— WORK TO BE COMPLETED —
The line holding "Exercise. Point out the white daisy" and all lines that follow it to the end of the data: return these exactly, and nothing more.

— MATERIALS PROVIDED —
┄┄┄┄┄┄┄┄┄┄

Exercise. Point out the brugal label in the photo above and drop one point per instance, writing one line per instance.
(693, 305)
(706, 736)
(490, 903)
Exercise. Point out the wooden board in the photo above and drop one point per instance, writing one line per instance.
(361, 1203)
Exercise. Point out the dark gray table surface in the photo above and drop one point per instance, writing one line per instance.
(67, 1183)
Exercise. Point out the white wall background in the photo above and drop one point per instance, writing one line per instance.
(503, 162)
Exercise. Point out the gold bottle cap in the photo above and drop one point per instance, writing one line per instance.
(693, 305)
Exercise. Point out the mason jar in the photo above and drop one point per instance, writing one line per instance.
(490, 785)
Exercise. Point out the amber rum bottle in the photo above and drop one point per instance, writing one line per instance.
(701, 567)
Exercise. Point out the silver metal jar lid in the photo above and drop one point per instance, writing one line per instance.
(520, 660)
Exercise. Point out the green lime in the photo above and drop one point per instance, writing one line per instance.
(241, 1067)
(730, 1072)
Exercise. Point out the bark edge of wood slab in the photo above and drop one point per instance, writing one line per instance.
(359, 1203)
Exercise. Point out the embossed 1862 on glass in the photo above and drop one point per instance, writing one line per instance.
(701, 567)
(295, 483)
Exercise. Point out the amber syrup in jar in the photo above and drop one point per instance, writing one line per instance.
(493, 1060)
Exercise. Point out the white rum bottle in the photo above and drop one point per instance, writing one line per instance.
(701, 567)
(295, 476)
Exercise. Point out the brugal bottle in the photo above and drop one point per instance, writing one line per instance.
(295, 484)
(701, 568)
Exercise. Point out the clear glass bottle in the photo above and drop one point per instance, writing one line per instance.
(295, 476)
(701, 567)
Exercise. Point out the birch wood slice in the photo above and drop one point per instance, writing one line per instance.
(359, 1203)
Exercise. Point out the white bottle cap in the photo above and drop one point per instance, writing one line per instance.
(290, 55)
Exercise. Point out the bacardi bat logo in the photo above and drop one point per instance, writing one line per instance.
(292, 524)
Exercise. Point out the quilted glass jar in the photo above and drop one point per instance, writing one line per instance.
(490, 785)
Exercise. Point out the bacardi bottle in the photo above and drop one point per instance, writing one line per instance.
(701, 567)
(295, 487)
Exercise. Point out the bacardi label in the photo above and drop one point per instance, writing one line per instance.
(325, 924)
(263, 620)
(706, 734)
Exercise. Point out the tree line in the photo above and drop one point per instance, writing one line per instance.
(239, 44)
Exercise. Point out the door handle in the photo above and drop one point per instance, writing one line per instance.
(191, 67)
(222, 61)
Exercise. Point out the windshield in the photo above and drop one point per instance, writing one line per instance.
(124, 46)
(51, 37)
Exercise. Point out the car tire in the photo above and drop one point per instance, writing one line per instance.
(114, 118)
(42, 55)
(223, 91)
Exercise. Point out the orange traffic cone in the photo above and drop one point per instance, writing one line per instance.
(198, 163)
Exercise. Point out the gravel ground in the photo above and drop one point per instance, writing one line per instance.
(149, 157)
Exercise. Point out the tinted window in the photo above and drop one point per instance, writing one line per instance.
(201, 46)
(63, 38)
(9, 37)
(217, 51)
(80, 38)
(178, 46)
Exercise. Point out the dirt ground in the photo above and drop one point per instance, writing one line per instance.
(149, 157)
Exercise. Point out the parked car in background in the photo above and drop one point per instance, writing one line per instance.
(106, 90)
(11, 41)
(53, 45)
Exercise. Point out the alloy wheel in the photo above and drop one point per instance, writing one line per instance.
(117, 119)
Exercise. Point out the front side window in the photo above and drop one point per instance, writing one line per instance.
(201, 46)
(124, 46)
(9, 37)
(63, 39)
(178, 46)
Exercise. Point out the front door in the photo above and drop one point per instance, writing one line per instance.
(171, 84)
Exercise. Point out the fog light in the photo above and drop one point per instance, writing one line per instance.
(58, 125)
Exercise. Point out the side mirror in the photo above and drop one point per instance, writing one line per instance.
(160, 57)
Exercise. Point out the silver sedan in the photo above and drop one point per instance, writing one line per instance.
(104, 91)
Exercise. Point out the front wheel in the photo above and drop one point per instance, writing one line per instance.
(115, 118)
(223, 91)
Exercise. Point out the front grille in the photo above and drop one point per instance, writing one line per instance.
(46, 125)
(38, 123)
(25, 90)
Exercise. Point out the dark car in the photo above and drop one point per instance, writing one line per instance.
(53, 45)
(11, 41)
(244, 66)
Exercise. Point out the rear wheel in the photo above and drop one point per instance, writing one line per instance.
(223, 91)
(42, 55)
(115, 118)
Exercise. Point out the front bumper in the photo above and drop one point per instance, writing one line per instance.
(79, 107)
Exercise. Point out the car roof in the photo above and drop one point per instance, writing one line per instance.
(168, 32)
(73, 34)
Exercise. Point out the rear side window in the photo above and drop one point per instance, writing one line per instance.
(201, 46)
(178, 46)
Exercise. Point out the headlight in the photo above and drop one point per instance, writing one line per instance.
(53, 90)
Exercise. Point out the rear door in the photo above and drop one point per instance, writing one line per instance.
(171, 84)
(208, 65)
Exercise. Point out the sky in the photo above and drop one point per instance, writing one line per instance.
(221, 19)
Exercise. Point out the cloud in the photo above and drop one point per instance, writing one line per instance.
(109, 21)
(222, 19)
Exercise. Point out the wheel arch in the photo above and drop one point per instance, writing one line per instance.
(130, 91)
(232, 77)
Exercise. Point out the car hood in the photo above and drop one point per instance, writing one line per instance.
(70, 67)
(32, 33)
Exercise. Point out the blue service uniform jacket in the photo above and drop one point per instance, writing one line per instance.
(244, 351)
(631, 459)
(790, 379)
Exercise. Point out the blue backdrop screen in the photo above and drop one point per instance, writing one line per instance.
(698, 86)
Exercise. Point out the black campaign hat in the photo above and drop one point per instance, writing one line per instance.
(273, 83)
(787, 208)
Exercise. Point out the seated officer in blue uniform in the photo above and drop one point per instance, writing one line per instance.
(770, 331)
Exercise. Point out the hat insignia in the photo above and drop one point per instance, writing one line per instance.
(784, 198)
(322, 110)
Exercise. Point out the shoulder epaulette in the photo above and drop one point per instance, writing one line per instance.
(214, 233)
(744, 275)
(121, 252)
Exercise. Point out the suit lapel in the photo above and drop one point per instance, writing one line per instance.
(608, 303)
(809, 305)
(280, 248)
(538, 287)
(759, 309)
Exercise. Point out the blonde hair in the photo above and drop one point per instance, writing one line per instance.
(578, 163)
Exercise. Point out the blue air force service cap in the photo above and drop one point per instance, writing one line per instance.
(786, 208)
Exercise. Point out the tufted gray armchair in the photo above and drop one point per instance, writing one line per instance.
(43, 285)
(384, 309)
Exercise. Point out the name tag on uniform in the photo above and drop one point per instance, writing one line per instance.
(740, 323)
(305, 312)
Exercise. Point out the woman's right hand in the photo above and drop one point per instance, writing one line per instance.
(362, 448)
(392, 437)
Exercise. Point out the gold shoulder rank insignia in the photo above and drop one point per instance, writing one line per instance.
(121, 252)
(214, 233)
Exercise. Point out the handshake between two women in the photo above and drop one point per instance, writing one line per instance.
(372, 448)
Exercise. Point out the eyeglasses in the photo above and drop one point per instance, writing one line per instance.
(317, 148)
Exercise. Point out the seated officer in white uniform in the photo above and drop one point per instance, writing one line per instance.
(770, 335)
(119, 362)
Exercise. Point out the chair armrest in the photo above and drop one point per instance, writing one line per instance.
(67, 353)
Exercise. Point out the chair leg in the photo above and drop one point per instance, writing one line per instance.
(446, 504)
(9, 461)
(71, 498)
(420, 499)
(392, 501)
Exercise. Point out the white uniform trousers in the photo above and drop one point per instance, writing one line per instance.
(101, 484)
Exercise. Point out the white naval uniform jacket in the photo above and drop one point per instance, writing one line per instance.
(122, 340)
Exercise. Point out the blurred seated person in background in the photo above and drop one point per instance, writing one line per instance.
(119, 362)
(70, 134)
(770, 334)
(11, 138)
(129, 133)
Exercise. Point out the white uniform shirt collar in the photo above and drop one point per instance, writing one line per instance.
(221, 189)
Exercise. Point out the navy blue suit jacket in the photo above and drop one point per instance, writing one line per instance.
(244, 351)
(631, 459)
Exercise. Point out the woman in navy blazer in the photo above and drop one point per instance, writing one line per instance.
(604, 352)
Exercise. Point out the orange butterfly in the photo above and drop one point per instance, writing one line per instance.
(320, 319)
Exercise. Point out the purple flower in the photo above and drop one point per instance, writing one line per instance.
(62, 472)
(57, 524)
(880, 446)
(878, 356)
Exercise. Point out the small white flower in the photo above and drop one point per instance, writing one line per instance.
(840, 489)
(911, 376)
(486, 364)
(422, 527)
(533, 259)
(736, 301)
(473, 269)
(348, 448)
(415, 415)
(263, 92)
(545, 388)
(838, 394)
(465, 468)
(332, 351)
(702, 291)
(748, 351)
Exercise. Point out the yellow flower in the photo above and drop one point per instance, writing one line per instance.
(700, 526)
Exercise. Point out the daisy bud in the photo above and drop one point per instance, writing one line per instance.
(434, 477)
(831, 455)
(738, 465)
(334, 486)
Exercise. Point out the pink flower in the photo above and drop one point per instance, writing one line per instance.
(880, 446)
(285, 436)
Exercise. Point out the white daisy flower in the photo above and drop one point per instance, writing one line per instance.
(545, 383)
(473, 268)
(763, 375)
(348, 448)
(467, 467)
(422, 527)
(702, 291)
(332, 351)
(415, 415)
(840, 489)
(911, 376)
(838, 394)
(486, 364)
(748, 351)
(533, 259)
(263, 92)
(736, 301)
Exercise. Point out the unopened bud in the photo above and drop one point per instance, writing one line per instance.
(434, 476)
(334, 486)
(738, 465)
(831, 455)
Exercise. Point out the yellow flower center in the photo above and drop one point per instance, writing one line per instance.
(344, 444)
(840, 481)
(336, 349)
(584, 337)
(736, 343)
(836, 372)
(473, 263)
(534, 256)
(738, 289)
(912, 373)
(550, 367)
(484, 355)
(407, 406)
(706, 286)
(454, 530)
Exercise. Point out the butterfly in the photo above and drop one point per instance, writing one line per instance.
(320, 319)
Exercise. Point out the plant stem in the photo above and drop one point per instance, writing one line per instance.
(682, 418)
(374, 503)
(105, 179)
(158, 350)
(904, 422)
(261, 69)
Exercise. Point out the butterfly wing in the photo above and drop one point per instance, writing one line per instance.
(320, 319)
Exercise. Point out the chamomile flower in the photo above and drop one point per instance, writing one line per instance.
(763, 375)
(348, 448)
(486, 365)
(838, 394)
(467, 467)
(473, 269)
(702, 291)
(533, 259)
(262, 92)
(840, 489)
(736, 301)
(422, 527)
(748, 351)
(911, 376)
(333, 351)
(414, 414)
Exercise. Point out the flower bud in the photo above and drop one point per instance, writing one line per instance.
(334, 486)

┄┄┄┄┄┄┄┄┄┄

— RESPONSE TO THE EXERCISE —
Exercise. Point out the white daisy flower in the photo above and drop one point per instance, writing one line per instance.
(545, 383)
(473, 268)
(763, 375)
(348, 448)
(467, 467)
(422, 527)
(702, 291)
(332, 351)
(415, 415)
(840, 489)
(911, 376)
(838, 394)
(486, 364)
(748, 351)
(533, 259)
(263, 92)
(736, 301)
Exercise. Point out the unopened bud in the photo above and drop one point per instance, writing one line per instance.
(434, 476)
(334, 486)
(738, 465)
(831, 455)
Exercise. Point out the yellow flower center in the photo above and drop one point per instance, writing one line per instance.
(344, 444)
(840, 481)
(336, 349)
(584, 337)
(736, 343)
(836, 372)
(473, 263)
(534, 256)
(738, 289)
(912, 373)
(550, 367)
(484, 355)
(407, 406)
(706, 286)
(454, 530)
Exercise. Point out the butterfly in the photo above and drop one point per instance, writing one line per instance.
(320, 319)
Exercise. Point out the plant stem in the photo above and drop one point per instance, writing one line per instance.
(682, 418)
(374, 503)
(105, 179)
(158, 350)
(904, 422)
(261, 69)
Exercise. Point out the butterfly wing in the photo above and drop one point per instance, writing one line per instance.
(320, 319)
Exercise. Point out the chamomile flower in the photo above and drop one point per instance, writing one line per instance.
(763, 375)
(348, 448)
(486, 365)
(838, 394)
(467, 467)
(473, 269)
(702, 291)
(533, 259)
(262, 92)
(840, 489)
(736, 301)
(422, 527)
(748, 351)
(911, 376)
(333, 351)
(414, 414)
Exercise. Point out the flower bud in the photo above and drop one point per instance, writing one line per instance.
(334, 486)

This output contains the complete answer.